**Provided records**
•••
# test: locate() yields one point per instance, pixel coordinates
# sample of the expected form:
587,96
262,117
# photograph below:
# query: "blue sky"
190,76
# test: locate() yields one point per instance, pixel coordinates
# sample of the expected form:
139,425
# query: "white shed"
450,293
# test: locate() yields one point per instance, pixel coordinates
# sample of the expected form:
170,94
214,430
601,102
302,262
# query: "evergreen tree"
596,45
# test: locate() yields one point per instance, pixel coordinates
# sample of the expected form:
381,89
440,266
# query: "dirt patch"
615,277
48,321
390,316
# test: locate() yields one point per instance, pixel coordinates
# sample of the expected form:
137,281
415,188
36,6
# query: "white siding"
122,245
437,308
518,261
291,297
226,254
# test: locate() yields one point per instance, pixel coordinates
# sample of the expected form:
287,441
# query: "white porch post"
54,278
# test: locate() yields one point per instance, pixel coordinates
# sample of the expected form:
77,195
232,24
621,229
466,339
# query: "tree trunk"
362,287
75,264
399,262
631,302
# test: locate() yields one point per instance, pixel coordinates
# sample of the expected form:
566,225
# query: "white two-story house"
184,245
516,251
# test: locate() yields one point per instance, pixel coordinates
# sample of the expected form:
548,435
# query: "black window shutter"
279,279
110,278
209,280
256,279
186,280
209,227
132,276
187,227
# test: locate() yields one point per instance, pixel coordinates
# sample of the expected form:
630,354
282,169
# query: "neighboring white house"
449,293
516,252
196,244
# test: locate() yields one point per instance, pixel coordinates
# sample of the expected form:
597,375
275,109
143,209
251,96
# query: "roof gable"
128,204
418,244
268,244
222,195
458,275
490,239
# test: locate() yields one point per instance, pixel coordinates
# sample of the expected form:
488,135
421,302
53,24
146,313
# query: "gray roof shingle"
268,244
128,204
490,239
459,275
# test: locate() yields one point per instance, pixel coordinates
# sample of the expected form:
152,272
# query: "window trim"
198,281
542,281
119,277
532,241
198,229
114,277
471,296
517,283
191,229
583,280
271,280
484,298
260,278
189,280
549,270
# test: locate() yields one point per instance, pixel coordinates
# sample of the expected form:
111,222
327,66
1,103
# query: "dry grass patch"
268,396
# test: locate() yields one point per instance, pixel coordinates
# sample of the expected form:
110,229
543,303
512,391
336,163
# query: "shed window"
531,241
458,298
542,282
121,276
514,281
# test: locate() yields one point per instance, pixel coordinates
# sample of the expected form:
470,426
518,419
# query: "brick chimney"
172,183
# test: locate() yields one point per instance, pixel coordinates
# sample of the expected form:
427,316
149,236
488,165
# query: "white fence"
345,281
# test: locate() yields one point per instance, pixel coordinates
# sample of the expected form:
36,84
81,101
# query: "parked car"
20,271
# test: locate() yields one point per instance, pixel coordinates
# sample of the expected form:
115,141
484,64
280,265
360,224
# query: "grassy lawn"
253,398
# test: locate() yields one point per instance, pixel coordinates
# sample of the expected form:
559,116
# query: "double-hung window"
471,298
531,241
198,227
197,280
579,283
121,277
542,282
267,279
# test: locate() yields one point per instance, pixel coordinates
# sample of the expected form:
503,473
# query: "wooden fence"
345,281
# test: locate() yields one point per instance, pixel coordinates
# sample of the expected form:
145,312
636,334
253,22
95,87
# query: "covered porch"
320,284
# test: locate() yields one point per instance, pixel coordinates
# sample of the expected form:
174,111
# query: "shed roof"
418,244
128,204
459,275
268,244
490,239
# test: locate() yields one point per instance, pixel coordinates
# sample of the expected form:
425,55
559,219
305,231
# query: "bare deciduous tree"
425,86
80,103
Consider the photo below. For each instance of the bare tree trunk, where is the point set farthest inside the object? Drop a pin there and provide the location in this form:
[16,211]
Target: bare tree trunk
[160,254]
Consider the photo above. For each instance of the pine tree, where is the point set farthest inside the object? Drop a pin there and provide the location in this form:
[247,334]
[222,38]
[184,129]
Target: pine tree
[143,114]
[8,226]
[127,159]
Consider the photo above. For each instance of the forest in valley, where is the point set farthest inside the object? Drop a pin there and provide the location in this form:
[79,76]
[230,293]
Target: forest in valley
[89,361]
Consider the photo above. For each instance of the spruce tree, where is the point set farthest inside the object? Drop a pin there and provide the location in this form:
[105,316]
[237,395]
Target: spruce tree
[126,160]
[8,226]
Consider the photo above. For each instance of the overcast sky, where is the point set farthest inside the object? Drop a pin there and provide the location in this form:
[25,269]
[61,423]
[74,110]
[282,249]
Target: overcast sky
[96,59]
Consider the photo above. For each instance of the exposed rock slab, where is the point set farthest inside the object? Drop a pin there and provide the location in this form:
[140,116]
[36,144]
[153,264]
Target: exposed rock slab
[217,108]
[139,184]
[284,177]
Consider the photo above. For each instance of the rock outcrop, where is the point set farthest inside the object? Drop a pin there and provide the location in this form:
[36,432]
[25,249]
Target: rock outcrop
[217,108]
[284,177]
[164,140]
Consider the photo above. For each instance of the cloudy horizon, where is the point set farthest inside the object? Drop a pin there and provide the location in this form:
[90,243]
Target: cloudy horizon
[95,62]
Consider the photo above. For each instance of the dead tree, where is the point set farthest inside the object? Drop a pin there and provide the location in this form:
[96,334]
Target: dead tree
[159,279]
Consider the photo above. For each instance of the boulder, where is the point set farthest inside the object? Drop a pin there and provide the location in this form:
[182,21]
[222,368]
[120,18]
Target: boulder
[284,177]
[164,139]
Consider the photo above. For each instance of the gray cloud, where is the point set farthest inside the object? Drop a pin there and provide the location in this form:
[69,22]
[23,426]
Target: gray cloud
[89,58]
•••
**Directions**
Above are the records; copy exactly the lines from the one with "Consider the photo above. For each instance of the dead" through the final line.

**Reply to the task**
Consider the photo above. For each instance of the dead tree, where is the point set farthest inside the object? Drop a pin there and provide the location in this form:
[96,334]
Target: dead tree
[159,279]
Consider the photo above. For each instance of the boulder, where is the point set farthest inside the object? Drop a pin there and provide the location in this form:
[182,21]
[222,368]
[120,18]
Target: boulder
[284,177]
[164,139]
Consider the photo above. For each instance of the gray cloud, where is the point set farthest inside the object? Drop a pin there and provide the location in this form:
[69,22]
[23,426]
Target: gray cloud
[89,58]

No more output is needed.